### What needs to be done
Every entry is to be returned as it stands, apart from the pictures.

[Region pointing data]

__________

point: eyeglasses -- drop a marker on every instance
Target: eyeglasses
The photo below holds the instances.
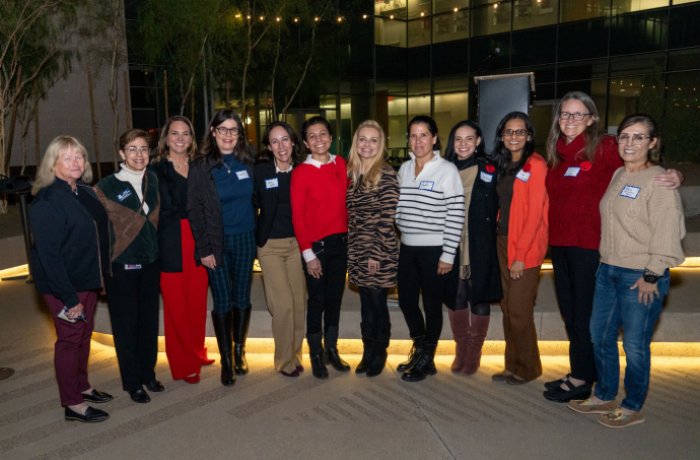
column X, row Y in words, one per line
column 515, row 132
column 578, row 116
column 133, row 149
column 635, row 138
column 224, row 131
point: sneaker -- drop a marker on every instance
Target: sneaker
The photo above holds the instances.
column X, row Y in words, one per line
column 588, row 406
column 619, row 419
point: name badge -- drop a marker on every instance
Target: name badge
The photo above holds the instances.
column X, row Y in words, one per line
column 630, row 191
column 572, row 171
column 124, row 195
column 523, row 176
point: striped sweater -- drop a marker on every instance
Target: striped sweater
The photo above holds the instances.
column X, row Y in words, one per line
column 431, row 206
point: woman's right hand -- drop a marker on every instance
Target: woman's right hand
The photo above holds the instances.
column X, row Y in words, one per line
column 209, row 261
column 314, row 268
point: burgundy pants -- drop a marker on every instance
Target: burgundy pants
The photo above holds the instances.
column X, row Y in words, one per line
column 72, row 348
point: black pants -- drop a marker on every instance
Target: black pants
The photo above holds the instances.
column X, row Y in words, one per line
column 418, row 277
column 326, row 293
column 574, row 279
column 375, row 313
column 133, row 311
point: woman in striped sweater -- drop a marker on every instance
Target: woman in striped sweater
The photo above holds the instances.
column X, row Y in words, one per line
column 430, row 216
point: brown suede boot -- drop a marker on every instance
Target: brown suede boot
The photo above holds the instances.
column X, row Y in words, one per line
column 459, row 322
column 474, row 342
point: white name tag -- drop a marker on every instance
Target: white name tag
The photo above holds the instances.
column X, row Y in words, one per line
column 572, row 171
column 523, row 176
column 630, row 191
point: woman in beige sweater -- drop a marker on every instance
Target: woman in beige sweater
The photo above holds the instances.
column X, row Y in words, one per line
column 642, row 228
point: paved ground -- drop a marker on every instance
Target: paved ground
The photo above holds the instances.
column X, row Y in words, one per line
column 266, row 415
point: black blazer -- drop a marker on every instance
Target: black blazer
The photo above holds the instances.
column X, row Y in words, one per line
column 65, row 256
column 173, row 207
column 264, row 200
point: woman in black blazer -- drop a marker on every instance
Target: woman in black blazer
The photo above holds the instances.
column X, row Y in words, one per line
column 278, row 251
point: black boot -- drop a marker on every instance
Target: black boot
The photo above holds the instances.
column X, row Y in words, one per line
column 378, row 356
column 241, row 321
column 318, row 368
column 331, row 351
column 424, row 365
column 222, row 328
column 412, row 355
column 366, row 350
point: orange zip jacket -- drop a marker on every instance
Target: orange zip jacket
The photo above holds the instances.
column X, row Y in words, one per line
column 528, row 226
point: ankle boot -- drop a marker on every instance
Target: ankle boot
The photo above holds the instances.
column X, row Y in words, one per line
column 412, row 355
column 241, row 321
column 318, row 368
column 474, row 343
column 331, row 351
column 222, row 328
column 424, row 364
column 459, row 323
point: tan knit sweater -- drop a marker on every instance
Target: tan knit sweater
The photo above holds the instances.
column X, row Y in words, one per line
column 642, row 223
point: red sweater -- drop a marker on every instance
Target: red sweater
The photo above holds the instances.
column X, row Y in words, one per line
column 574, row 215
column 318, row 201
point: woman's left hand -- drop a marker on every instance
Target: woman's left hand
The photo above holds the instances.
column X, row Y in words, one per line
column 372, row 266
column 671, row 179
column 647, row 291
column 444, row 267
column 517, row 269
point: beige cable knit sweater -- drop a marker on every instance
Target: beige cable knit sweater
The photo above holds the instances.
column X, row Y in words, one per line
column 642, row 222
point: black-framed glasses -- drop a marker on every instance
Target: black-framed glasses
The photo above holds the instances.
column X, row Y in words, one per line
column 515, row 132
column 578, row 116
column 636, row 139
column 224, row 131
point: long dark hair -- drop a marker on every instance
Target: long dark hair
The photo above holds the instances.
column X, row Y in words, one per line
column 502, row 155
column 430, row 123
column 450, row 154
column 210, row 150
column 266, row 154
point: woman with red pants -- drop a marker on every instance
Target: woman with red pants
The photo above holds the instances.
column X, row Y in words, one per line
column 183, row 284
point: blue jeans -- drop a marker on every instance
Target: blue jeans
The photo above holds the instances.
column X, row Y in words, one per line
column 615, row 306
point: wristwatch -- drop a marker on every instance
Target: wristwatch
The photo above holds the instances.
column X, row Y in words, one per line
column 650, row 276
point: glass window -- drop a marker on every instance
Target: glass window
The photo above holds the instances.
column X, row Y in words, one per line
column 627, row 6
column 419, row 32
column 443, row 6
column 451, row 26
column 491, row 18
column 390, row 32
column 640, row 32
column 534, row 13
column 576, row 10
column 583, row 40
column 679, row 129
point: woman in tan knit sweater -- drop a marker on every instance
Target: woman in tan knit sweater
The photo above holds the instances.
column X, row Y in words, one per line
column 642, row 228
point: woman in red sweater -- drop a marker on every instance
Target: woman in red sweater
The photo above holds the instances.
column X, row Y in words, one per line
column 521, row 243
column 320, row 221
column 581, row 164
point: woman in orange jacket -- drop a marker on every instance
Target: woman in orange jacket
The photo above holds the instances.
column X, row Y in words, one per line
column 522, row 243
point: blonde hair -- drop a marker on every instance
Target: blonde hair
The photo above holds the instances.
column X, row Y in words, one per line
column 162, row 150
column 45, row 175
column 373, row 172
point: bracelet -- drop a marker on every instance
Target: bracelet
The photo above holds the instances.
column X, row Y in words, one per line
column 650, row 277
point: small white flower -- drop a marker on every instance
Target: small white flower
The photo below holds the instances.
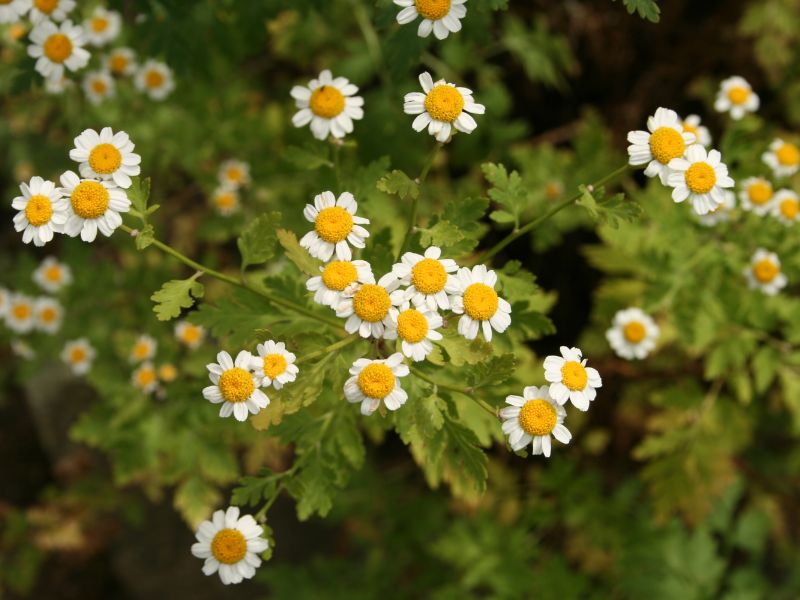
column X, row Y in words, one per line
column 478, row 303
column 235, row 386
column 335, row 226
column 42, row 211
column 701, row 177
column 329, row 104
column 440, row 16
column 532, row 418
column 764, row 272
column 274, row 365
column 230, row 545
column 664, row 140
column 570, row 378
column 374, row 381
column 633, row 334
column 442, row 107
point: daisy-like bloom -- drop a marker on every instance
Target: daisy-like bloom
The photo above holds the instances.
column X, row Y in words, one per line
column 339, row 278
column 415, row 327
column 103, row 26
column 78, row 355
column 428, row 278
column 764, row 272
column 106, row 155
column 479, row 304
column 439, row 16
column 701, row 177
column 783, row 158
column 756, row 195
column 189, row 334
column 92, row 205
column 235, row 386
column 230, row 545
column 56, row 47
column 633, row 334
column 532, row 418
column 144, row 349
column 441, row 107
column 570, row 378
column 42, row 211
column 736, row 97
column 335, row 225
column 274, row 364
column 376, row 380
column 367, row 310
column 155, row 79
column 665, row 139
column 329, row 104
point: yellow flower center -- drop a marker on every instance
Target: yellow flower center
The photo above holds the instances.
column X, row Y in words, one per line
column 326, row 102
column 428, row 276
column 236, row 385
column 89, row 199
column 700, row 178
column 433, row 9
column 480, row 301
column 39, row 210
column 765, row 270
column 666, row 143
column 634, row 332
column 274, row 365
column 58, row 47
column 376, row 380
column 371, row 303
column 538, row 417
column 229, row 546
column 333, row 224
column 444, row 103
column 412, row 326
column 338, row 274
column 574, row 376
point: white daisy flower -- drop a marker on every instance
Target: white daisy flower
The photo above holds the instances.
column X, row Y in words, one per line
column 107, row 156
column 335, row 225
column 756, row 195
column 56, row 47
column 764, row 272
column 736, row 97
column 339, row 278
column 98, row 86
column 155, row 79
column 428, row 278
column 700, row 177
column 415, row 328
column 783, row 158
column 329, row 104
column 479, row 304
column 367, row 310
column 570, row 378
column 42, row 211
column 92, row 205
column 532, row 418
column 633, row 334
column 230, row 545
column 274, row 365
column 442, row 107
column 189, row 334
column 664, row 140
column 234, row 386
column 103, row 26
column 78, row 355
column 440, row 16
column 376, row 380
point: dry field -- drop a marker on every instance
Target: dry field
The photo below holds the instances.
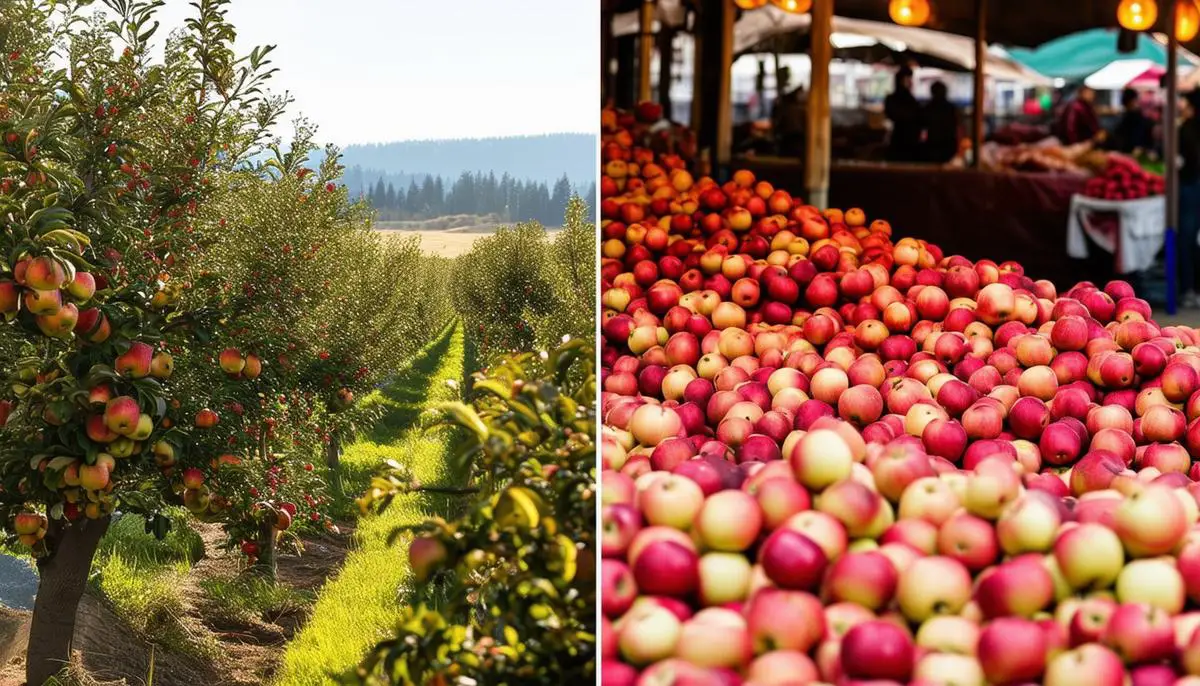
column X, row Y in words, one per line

__________

### Response to the task
point: eyeglasses -- drop a marker on every instance
Target: eyeglasses
The photo below holds the instances.
column X, row Y in words, one per line
column 515, row 132
column 578, row 116
column 133, row 149
column 635, row 138
column 224, row 131
point: sneaker -- drop a marker on every instance
Target: sneaker
The photo above holds the instances.
column X, row Y in words, one per line
column 588, row 406
column 619, row 419
point: name badge -- drop a marker on every instance
Target: name badge
The photo above holds the instances.
column X, row Y in words, one per line
column 630, row 191
column 572, row 171
column 124, row 195
column 523, row 176
point: striped sweater -- drop a marker on every instance
Target: striped sweater
The photo above holds the instances.
column X, row Y in words, one per line
column 431, row 206
point: woman's right hand -- drop a marker on every instance
Target: woman's right hand
The photo above holds the instances.
column X, row Y in words, one per line
column 209, row 261
column 314, row 268
point: burgundy pants -- drop a marker on every instance
Target: burgundy pants
The photo above holds the instances.
column X, row Y in words, one per line
column 72, row 348
point: black pants -- drop a marker on every instance
Target: black pants
The photo above holds the instances.
column X, row Y in words, one per line
column 418, row 277
column 326, row 293
column 574, row 279
column 375, row 313
column 133, row 311
point: woman in striped sweater -- drop a marker on every instance
Target: woman in striped sweater
The photo above holds the instances.
column X, row Y in words, one per line
column 430, row 216
point: brown suede boot -- drop a marker on every instance
Target: brown suede boot
The photo above holds the instances.
column X, row Y in words, one per line
column 459, row 322
column 474, row 342
point: white name tag -- drop a marker on every instance
Target: white name tag
The photo above holds the instances.
column X, row Y in words, one per line
column 572, row 171
column 523, row 176
column 630, row 191
point: woman in beige sweater -- drop a marker on every instance
Target: woman in beige sweater
The photo above holds the instances.
column X, row Y in words, one per line
column 642, row 228
point: paved ground -- drop a marker on every instance
Target: paved ground
The photo above holds the instances.
column X, row Y in words, one per line
column 266, row 415
point: black blazer -- drop a marker on every instance
Target: black blazer
The photo above holds the instances.
column X, row Y in words, one per line
column 65, row 256
column 173, row 207
column 264, row 200
point: woman in black blazer -- drop a marker on every instance
Target: woman in black blazer
The photo above holds the instances.
column X, row Y in words, one per line
column 278, row 251
point: black boot -- drop a marker on every instance
Target: black boot
The photo above holds the instances.
column X, row Y in words, one per line
column 378, row 356
column 241, row 321
column 318, row 368
column 331, row 351
column 424, row 365
column 222, row 328
column 412, row 355
column 366, row 350
point: orange zip jacket -- drop a marker on every instance
Target: orange zip jacket
The photo above holds the instances.
column X, row Y in words, one per line
column 528, row 226
point: ankle boot -- drop a marker on every instance
Target: ankle boot
The photo above holds the instances.
column X, row Y in words, one per line
column 412, row 355
column 241, row 321
column 318, row 368
column 474, row 343
column 331, row 351
column 222, row 328
column 424, row 364
column 459, row 323
point: tan knit sweater -- drop a marker on every instance
Target: tan knit sweater
The photo above holds the instances.
column X, row Y in words, one per line
column 642, row 223
point: red sweater -- drop a marker on every instance
Target: red sweater
The photo above holds the instances.
column X, row Y in words, one per line
column 574, row 215
column 318, row 201
point: woman's left hand -- drop a marker on every instance
Target: woman's left hand
The photo above holds the instances.
column X, row Y in words, one per line
column 372, row 266
column 671, row 179
column 647, row 291
column 444, row 267
column 517, row 269
point: beige cable knit sweater -- drop a marker on every instance
Target: beige cable knit sweater
The photo above holds the instances.
column X, row Y in words, one per line
column 642, row 222
point: black-framed glasses -- drop a marker on every instance
Target: black-framed glasses
The photo above holds the instances.
column X, row Y in words, one per line
column 515, row 132
column 578, row 116
column 636, row 139
column 224, row 131
point: long dark hair -- drop a marker on every instance
Target: long dark hair
The photo above holds the instances.
column X, row Y in words, one per line
column 502, row 155
column 430, row 123
column 450, row 154
column 210, row 150
column 266, row 154
point: woman with red pants -- drop a marker on every instance
Target: woman with red pants
The photo above holds the instances.
column X, row Y in words, one per line
column 183, row 284
point: blue jeans -- drop a marker on every instance
Target: blue jeans
The photo above holds the instances.
column X, row Y in words, one per line
column 615, row 306
point: wristwatch -- drop a marker on every instance
Target: wristwatch
The photo above holds the instances.
column X, row Y in words, one per line
column 650, row 276
point: glass window -- drop a marker on every instance
Target: glass window
The photo above holds the instances.
column X, row Y in words, one per line
column 627, row 6
column 419, row 32
column 443, row 6
column 451, row 26
column 491, row 18
column 390, row 32
column 640, row 32
column 534, row 13
column 576, row 10
column 583, row 40
column 679, row 129
point: woman in tan knit sweater -- drop a marker on every instance
Target: woman in tan knit sweater
The photo above holds the instances.
column X, row Y in words, one per line
column 642, row 228
point: woman in red sweater -- drop a marker on every instance
Target: woman in red sweater
The photo above holds the instances.
column X, row Y in words, one per line
column 521, row 243
column 320, row 221
column 581, row 164
point: woman in orange jacket -- drop a marker on every instance
Target: woman in orange jacket
The photo above holds the instances.
column X, row Y in words, one per line
column 522, row 243
point: blonde hair -- drop a marker on every instance
Target: blonde hair
The photo above holds the instances.
column X, row Y in words, one per line
column 162, row 150
column 45, row 175
column 373, row 172
point: bracelet -- drop a marker on every instance
Target: bracelet
The photo above holds the instances.
column X, row Y in words, one per line
column 650, row 277
point: small white flower -- drop a marker on every instance
Target: small white flower
The photo below holds the instances.
column X, row Y in words, one per line
column 478, row 303
column 235, row 386
column 335, row 226
column 42, row 211
column 701, row 177
column 329, row 104
column 440, row 16
column 532, row 418
column 764, row 272
column 274, row 365
column 230, row 545
column 664, row 140
column 570, row 378
column 374, row 381
column 633, row 334
column 442, row 107
point: daisy-like bloom -- drop a marker on every instance
Target: daisy-like bloom
The photo above holds the instances.
column X, row Y in words, one per line
column 339, row 278
column 415, row 327
column 103, row 26
column 78, row 355
column 428, row 278
column 764, row 272
column 106, row 155
column 479, row 304
column 439, row 16
column 701, row 177
column 783, row 158
column 756, row 195
column 189, row 334
column 92, row 205
column 235, row 386
column 230, row 545
column 56, row 47
column 633, row 334
column 532, row 418
column 144, row 349
column 441, row 107
column 570, row 378
column 42, row 211
column 736, row 97
column 335, row 225
column 274, row 364
column 376, row 380
column 367, row 310
column 155, row 79
column 665, row 139
column 329, row 104
point: yellow flower center -- drop a marker on every instance
Target: yellow flower center
The photo above holds the instances.
column X, row Y in words, one per line
column 326, row 102
column 428, row 276
column 236, row 385
column 89, row 199
column 700, row 178
column 433, row 9
column 480, row 301
column 39, row 210
column 765, row 270
column 666, row 143
column 634, row 332
column 274, row 365
column 58, row 47
column 376, row 380
column 371, row 303
column 538, row 417
column 229, row 546
column 333, row 224
column 444, row 103
column 412, row 326
column 338, row 274
column 574, row 376
point: white daisy flower -- drop a marker on every instance
Target: white daisy flower
The photo above holds the instances.
column X, row Y in words, one per line
column 107, row 156
column 335, row 225
column 756, row 195
column 56, row 47
column 764, row 272
column 736, row 97
column 339, row 278
column 98, row 86
column 155, row 79
column 428, row 278
column 700, row 177
column 415, row 328
column 783, row 158
column 329, row 104
column 479, row 304
column 367, row 310
column 570, row 378
column 42, row 211
column 92, row 205
column 532, row 418
column 633, row 334
column 230, row 545
column 274, row 365
column 442, row 107
column 189, row 334
column 664, row 140
column 234, row 386
column 103, row 26
column 78, row 355
column 440, row 16
column 376, row 380
point: dry field -- drop a marker on every instance
Target: dry field
The photo below holds the instances.
column X, row Y in words, one per line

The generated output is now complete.